▶ **Data supplied**

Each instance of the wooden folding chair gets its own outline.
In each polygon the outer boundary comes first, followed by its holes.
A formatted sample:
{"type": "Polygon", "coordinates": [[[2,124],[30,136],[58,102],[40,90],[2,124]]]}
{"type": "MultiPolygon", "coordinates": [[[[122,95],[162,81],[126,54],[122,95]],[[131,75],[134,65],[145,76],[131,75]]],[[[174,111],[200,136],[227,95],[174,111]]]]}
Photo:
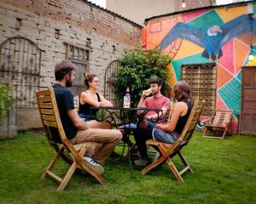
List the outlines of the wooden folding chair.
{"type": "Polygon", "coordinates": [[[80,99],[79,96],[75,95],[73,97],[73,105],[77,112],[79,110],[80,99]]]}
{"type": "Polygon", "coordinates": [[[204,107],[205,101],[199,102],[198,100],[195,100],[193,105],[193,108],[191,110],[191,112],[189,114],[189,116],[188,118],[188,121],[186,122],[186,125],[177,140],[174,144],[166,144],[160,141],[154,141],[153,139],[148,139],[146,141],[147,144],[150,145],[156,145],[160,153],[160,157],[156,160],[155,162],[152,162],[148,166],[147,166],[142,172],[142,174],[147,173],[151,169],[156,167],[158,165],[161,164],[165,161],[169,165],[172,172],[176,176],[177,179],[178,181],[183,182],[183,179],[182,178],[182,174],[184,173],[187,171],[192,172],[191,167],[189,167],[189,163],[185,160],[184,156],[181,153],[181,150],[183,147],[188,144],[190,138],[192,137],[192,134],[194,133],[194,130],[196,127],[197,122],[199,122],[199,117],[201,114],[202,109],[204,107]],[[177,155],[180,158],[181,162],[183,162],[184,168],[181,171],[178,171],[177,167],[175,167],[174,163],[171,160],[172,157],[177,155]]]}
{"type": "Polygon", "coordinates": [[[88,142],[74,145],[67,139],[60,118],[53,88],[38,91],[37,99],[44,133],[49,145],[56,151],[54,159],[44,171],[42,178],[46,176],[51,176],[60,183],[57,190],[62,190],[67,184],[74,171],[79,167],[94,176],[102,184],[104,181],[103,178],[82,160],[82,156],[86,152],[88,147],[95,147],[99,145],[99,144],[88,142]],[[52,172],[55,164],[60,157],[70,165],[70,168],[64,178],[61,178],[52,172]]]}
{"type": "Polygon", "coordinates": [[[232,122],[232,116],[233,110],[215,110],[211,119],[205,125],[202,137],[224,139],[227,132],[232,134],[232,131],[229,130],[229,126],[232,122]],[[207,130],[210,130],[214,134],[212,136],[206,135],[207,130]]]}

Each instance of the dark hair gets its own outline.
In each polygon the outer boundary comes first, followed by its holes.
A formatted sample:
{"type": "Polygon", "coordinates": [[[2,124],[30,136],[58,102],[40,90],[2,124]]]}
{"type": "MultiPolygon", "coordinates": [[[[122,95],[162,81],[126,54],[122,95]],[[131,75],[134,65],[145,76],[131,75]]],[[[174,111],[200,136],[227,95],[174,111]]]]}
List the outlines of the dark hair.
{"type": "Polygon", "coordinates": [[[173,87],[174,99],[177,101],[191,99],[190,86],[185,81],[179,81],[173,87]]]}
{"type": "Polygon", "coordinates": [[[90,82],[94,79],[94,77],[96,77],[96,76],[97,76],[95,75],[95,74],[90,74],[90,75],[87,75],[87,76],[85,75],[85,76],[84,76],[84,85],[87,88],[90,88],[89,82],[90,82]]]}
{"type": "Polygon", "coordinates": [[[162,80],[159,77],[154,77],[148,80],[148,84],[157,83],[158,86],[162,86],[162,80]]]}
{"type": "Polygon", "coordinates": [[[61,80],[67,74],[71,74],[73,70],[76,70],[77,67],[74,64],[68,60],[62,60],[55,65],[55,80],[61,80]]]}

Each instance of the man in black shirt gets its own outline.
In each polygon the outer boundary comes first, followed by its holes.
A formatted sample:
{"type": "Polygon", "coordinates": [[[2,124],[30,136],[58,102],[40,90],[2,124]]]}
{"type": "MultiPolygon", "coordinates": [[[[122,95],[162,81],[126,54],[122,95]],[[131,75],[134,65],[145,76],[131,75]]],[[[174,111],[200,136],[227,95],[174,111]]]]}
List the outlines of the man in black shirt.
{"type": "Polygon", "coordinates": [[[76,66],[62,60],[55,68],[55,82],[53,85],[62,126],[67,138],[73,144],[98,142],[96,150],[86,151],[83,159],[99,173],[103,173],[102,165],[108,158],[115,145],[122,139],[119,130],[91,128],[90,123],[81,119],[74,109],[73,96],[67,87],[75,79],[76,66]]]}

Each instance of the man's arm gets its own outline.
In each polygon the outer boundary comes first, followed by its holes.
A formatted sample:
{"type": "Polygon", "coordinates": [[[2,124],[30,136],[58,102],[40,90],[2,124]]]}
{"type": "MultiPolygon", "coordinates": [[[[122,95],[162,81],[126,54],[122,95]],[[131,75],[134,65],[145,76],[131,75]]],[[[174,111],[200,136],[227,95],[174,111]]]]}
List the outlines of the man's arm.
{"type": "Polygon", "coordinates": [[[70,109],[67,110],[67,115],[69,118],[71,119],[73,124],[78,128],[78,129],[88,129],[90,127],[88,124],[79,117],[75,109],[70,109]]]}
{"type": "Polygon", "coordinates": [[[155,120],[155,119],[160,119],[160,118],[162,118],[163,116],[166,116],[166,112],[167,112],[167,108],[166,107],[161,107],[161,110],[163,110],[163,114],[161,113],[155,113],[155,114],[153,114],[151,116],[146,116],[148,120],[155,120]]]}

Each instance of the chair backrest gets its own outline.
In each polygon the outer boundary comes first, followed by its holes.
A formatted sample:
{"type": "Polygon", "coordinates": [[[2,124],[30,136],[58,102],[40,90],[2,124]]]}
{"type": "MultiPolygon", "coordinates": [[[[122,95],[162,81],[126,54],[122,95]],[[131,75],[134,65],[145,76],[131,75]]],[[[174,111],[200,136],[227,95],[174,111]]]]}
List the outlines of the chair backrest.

▶ **Objective**
Please output every line of the records above as a numbered list, skipping blank lines and leaving out the pictures.

▶ **Finished task**
1. Each instance of the wooden folding chair gets its own outline.
2. In each polygon the outer boundary comes first, followed by its holes.
3. A formatted sample:
4. {"type": "Polygon", "coordinates": [[[2,124],[30,136],[58,102],[40,90],[2,124]]]}
5. {"type": "MultiPolygon", "coordinates": [[[[122,95],[162,81],[126,54],[122,95]],[[131,75],[134,65],[145,76],[131,75]]],[[[174,111],[200,136],[227,95],[174,111]]]]}
6. Photo:
7. List the outlines of the wooden folding chair.
8. {"type": "Polygon", "coordinates": [[[80,99],[79,96],[75,95],[73,97],[73,105],[77,112],[79,110],[80,99]]]}
9. {"type": "Polygon", "coordinates": [[[204,107],[205,101],[199,102],[198,100],[195,100],[193,105],[193,108],[191,110],[191,112],[189,114],[189,116],[188,118],[188,121],[186,122],[186,125],[177,140],[174,144],[166,144],[160,141],[154,141],[153,139],[148,139],[146,141],[147,144],[150,145],[156,145],[160,153],[160,157],[156,160],[155,162],[152,162],[148,166],[147,166],[142,172],[142,174],[147,173],[151,169],[156,167],[158,165],[161,164],[165,161],[169,165],[172,172],[176,176],[177,179],[178,181],[183,182],[183,179],[182,178],[182,174],[184,173],[187,171],[192,172],[191,167],[189,167],[189,163],[185,160],[184,156],[181,153],[181,150],[183,147],[188,144],[190,138],[192,137],[192,134],[194,133],[194,130],[196,127],[197,122],[199,122],[199,117],[201,114],[202,109],[204,107]],[[177,155],[180,158],[181,162],[183,162],[184,168],[181,171],[178,171],[177,167],[175,167],[174,163],[171,160],[172,157],[177,155]]]}
10. {"type": "Polygon", "coordinates": [[[88,142],[74,145],[67,139],[60,118],[53,88],[38,91],[37,99],[44,133],[49,145],[56,151],[54,159],[44,171],[42,178],[46,176],[51,176],[60,183],[57,190],[62,190],[67,184],[74,171],[79,167],[94,176],[102,184],[104,181],[103,178],[82,160],[82,156],[86,152],[88,147],[95,147],[99,145],[99,144],[88,142]],[[52,172],[55,164],[60,157],[70,165],[70,168],[64,178],[61,178],[52,172]]]}
11. {"type": "Polygon", "coordinates": [[[232,122],[232,116],[233,110],[215,110],[211,119],[205,125],[202,137],[224,139],[227,132],[232,134],[232,131],[229,130],[229,126],[232,122]],[[207,130],[210,130],[214,134],[212,136],[206,135],[207,130]]]}
12. Each instance of the dark hair gets its own outline.
13. In each polygon the outer boundary comes first, followed by its holes.
14. A formatted sample:
15. {"type": "Polygon", "coordinates": [[[2,124],[30,136],[58,102],[40,90],[2,124]]]}
16. {"type": "MultiPolygon", "coordinates": [[[[122,95],[162,81],[126,54],[122,95]],[[131,75],[134,65],[145,76],[131,75]]],[[[174,111],[200,136],[227,95],[174,111]]]]}
17. List the outlines of the dark hair.
18. {"type": "Polygon", "coordinates": [[[173,87],[174,99],[177,101],[191,99],[190,86],[185,81],[179,81],[173,87]]]}
19. {"type": "Polygon", "coordinates": [[[90,82],[94,79],[94,77],[96,77],[96,76],[97,76],[95,75],[95,74],[90,74],[90,75],[87,75],[87,76],[85,75],[85,76],[84,76],[84,85],[87,88],[90,88],[89,82],[90,82]]]}
20. {"type": "Polygon", "coordinates": [[[162,80],[159,77],[154,77],[148,80],[148,84],[157,83],[158,86],[162,86],[162,80]]]}
21. {"type": "Polygon", "coordinates": [[[61,80],[67,74],[71,74],[73,70],[76,70],[77,67],[74,64],[68,60],[62,60],[55,65],[55,80],[61,80]]]}
22. Each instance of the man in black shirt gets its own outline.
23. In each polygon the outer boundary comes first, followed by its holes.
24. A formatted sample:
25. {"type": "Polygon", "coordinates": [[[2,124],[30,136],[58,102],[40,90],[2,124]]]}
26. {"type": "MultiPolygon", "coordinates": [[[[122,95],[162,81],[126,54],[122,95]],[[131,75],[134,65],[145,76],[131,75]]],[[[174,111],[200,136],[227,95],[174,111]]]]}
27. List the outlines of the man in black shirt.
28. {"type": "Polygon", "coordinates": [[[76,66],[62,60],[55,68],[55,82],[53,85],[62,126],[67,138],[73,144],[98,142],[96,150],[86,151],[83,159],[99,173],[103,173],[102,165],[108,158],[115,145],[122,139],[119,130],[91,128],[90,123],[81,119],[74,109],[73,96],[67,87],[75,79],[76,66]]]}
29. Each instance of the man's arm gets its own outline.
30. In each polygon the outer boundary comes first, followed by its holes.
31. A formatted sample:
32. {"type": "Polygon", "coordinates": [[[2,124],[30,136],[58,102],[40,90],[2,124]]]}
33. {"type": "MultiPolygon", "coordinates": [[[[122,95],[162,81],[126,54],[122,95]],[[131,75],[134,65],[145,76],[131,75]]],[[[174,111],[200,136],[227,95],[174,111]]]]}
34. List the outlines of the man's arm.
35. {"type": "Polygon", "coordinates": [[[70,109],[67,110],[67,115],[69,118],[71,119],[73,124],[78,128],[78,129],[88,129],[90,127],[88,124],[79,117],[75,109],[70,109]]]}
36. {"type": "Polygon", "coordinates": [[[155,120],[155,119],[160,119],[160,118],[162,118],[163,116],[166,116],[166,112],[167,112],[167,108],[166,107],[161,107],[161,110],[163,110],[163,114],[161,113],[155,113],[155,114],[153,114],[151,116],[146,116],[148,120],[155,120]]]}
37. Each instance of the chair backrest gets its own outline.
38. In each polygon the outer boundary comes first, followed by its holes.
39. A formatted sample:
40. {"type": "Polygon", "coordinates": [[[2,124],[30,136],[58,102],[40,90],[2,124]]]}
41. {"type": "MultiPolygon", "coordinates": [[[[122,95],[162,81],[126,54],[122,95]],[[131,75],[134,65],[145,76],[131,75]]],[[[174,111],[200,136],[227,95],[174,111]]]]}
42. List the outlines of the chair backrest.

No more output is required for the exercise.